Copy the material below word for word, keeping every line unchanged.

Entries from a set of point annotations:
· · ·

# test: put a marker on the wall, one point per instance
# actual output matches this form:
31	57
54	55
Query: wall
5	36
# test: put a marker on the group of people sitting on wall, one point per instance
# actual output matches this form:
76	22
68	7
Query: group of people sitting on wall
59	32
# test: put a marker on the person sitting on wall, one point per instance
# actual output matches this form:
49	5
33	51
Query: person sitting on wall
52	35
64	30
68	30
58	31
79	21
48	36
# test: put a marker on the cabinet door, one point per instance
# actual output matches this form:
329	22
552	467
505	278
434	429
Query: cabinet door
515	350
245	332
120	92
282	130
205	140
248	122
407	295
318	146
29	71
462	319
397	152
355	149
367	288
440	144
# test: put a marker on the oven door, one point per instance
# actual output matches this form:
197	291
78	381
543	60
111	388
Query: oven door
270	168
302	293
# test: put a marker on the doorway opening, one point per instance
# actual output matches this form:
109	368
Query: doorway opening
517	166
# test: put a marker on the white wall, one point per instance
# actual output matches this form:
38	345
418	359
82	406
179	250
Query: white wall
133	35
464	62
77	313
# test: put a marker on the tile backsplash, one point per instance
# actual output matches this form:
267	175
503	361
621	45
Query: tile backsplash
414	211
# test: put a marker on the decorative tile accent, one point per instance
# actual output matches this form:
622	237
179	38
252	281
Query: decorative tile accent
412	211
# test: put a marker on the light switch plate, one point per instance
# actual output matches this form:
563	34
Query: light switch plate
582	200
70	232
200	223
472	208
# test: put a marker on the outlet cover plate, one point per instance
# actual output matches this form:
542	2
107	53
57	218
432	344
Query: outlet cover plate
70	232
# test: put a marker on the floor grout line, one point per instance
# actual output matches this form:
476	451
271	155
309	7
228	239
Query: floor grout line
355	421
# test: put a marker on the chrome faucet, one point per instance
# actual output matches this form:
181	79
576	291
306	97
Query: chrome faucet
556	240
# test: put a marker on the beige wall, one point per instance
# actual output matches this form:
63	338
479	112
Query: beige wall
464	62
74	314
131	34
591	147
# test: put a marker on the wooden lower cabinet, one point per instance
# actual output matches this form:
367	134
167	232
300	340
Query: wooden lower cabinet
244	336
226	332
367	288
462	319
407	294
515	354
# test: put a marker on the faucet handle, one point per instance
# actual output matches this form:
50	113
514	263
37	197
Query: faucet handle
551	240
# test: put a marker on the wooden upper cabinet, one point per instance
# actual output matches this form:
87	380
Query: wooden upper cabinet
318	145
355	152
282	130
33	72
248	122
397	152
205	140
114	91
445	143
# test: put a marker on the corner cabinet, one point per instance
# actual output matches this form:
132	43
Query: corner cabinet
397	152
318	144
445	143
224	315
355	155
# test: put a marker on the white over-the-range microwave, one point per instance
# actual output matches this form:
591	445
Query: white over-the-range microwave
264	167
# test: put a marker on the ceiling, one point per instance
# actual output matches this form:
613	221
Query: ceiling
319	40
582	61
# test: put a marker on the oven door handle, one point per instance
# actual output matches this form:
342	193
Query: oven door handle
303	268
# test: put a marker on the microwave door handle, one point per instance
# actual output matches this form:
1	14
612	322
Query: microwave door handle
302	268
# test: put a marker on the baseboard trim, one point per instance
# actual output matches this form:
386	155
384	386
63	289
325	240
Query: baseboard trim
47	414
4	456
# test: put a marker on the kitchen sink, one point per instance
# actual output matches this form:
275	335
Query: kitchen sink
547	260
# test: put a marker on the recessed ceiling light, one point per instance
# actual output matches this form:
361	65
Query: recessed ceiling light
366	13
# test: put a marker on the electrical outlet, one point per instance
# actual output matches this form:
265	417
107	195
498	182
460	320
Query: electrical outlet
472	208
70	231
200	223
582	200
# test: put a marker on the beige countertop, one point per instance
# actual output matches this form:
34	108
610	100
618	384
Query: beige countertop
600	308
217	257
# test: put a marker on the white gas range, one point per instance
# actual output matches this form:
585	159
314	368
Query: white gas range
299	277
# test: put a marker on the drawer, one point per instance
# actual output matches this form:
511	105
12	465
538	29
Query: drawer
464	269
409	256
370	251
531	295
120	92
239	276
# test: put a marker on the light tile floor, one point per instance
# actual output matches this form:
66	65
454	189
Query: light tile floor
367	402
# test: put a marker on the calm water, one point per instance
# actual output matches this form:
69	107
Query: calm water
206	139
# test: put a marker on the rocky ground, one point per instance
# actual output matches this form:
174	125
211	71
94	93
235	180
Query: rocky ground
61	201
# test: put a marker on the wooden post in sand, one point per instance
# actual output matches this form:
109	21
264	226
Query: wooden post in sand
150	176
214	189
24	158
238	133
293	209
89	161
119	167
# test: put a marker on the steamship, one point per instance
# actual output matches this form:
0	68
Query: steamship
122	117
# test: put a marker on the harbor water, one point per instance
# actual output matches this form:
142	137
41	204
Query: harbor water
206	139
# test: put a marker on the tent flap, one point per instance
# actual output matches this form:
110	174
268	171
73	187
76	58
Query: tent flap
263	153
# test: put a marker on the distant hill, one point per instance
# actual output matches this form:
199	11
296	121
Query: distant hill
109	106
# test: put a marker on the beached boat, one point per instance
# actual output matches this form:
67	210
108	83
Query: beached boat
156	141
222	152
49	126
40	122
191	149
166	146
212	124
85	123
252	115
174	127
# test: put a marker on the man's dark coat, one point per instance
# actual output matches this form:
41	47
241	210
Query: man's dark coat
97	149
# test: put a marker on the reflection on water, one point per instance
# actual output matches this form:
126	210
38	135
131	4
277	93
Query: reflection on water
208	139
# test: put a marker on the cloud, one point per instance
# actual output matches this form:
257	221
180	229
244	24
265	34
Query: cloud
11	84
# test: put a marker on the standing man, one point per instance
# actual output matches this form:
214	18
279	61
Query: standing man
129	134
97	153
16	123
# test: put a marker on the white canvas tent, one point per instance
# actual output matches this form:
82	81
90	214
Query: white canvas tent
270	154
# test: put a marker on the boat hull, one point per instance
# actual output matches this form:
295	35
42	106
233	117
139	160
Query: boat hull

· · ·

Final result:
# test: put a marker on the wall, one point per instance
# actual output matches this form:
31	57
54	55
Query: wall
5	36
# test: put a marker on the group of people sitting on wall, one point per instance
# actual output matches this form:
76	22
68	7
Query: group of people sitting on wall
59	32
# test: put a marker on the person sitting on wall, one point per instance
# actual output matches this form:
49	5
33	51
Query: person sitting on wall
52	35
64	30
68	30
58	31
79	21
48	36
# test: put a marker on the cabinet door, one point per instance
# actual output matches this form:
329	22
552	467
505	278
434	429
Query: cabinet door
515	350
245	332
120	92
282	130
205	140
248	122
407	295
318	146
29	71
462	319
397	152
355	149
367	288
440	144
# test: put a marker on the oven door, one point per instance
# actual output matches this form:
197	291
78	381
543	60
111	388
Query: oven door
270	168
302	293
# test: put a marker on the doorway opening, one point per instance
# actual output matches this form:
109	368
Query: doorway opening
517	166
# test: put a marker on the white wall, one point per instance
# actual output matches this form:
38	345
418	359
82	406
179	250
Query: white wall
133	35
464	62
77	313
# test: put a marker on the tile backsplash, one point per instance
# actual output matches this form:
267	175
503	361
621	45
Query: tile backsplash
414	211
# test: put a marker on the decorative tile accent, one point per instance
# actual output matches this form:
622	237
179	38
252	281
Query: decorative tile accent
412	211
# test: put a marker on the light switch plate, one point per instance
# actual output matches this form:
563	34
Query: light switch plate
582	200
70	232
200	223
472	208
# test: put a marker on the outlet cover plate, one point per instance
# actual output matches this form:
542	2
107	53
57	218
432	344
Query: outlet cover plate
70	232
# test: put a marker on the floor grout line, one point per instance
# actual output matches this form:
476	451
271	155
309	7
228	239
Query: floor grout line
355	421
# test: put a marker on the chrome faucet, one point per instance
# actual output matches this form:
181	79
576	291
306	97
Query: chrome faucet
556	240
# test: put a marker on the beige wall, one point per instance
# actual output matches this form:
63	338
479	112
Query: beige wall
464	62
74	314
131	34
591	147
# test: put a marker on the wooden lower cabinet, one point per instance
# actual output matches this form:
367	134
167	232
300	340
Query: wooden lower cabinet
244	336
226	332
367	288
462	319
407	294
515	354
# test: put a marker on the faucet handle, one point per instance
# actual output matches this form:
50	113
514	263
37	197
Query: faucet handle
551	240
# test: put a marker on the wooden upper cabinet, one point per instance
# actual output matches this form:
87	380
Query: wooden upper cabinet
318	145
355	152
282	130
33	72
248	122
397	152
205	140
114	91
445	143
# test: put a marker on the corner cabinet, one point per instance
# actual output matches this form:
132	43
Query: corner cabinet
397	152
318	144
445	143
224	315
355	155
# test: put a marker on the white over-the-range microwave, one point per instance
# actual output matches this form:
591	445
Query: white over-the-range microwave
264	167
# test: put a marker on the ceiling, one point per instance
# actual output matches this form:
613	221
Query: ceiling
319	40
582	61
# test: put a marker on the oven door handle, one point per instance
# actual output matches this form:
342	193
Query: oven door handle
303	268
# test: put a marker on the microwave door handle, one point per instance
# actual output matches this form:
1	14
612	322
Query: microwave door handle
302	268
# test: put a marker on the baseboard trim, one point per instance
# actual output matches this form:
386	155
384	386
63	289
325	240
Query: baseboard trim
47	414
4	456
# test: put a marker on the kitchen sink, one point per instance
# actual output matches this form:
275	335
Query: kitchen sink
547	260
# test: put a marker on the recessed ceiling light, one point per instance
# actual output matches this form:
361	65
Query: recessed ceiling light
366	13
# test: put a marker on the electrical outlet, one point per instance
# actual output matches this form:
265	417
107	195
498	182
460	320
Query: electrical outlet
472	208
70	231
200	223
582	200
# test: put a marker on the beige countertop, one point per instance
# actual output matches this form:
34	108
610	100
618	384
Query: beige countertop
600	308
217	257
# test: put a marker on the white gas range, one point per instance
# actual output matches this form:
585	159
314	368
Query: white gas range
299	277
# test: put a marker on the drawer, one point per instance
# actual output matches this form:
511	105
12	465
538	29
Query: drawer
464	269
409	256
370	251
531	295
120	92
239	276
# test: put a marker on the light tile floor, one point per instance
# actual output matches this form:
66	65
454	189
Query: light tile floor
367	402
# test: put a marker on the calm water, one point per instance
# actual output matches this form:
69	107
Query: calm water
206	139
# test: put a marker on the rocky ground, one point per instance
# actual output matches this form:
174	125
211	71
94	93
235	180
Query: rocky ground
61	201
# test: put a marker on the wooden post in sand, one point per instance
# actual output matches this form:
109	21
264	226
Query: wooden post in sand
150	176
214	189
24	158
238	133
293	209
89	161
119	167
# test: put a marker on the steamship, one point per instance
# actual output matches this form:
0	68
Query: steamship
122	117
# test: put a marker on the harbor water, one point per instance
# actual output matches this form:
142	137
41	204
Query: harbor water
206	139
# test: put a marker on the tent flap, one point per instance
# actual output matches this form:
110	174
268	171
73	187
76	58
Query: tent flap
263	153
# test: put a marker on the distant hill, one point per instance
# actual output matches this form:
199	11
296	121
Query: distant hill
109	106
# test: put a marker on the beached boat, one point per instance
# actual output matches this form:
67	210
108	83
Query: beached boat
156	141
222	152
49	126
40	122
191	149
166	146
212	124
85	123
252	115
174	127
# test: put a marker on the man's dark coat, one point per instance
# actual output matches this form:
41	47
241	210
Query: man's dark coat
97	149
# test: put a marker on the reflection on water, one point per instance
# actual output matches this form:
126	210
38	135
131	4
277	93
Query: reflection on water
208	139
# test: put a marker on the cloud, one point per instance
# actual output matches this form:
257	221
180	229
244	24
265	34
Query: cloud
11	84
# test: put a marker on the standing man, one point per instance
# actual output matches this form:
214	18
279	61
Query: standing man
129	134
97	153
16	123
# test: put a marker on the white canvas tent, one point per instance
# actual output matches this form:
82	81
90	214
Query: white canvas tent
270	154
# test: put a marker on the boat hull, one point per instance
# actual output matches this form:
295	35
42	106
233	117
139	160
Query: boat hull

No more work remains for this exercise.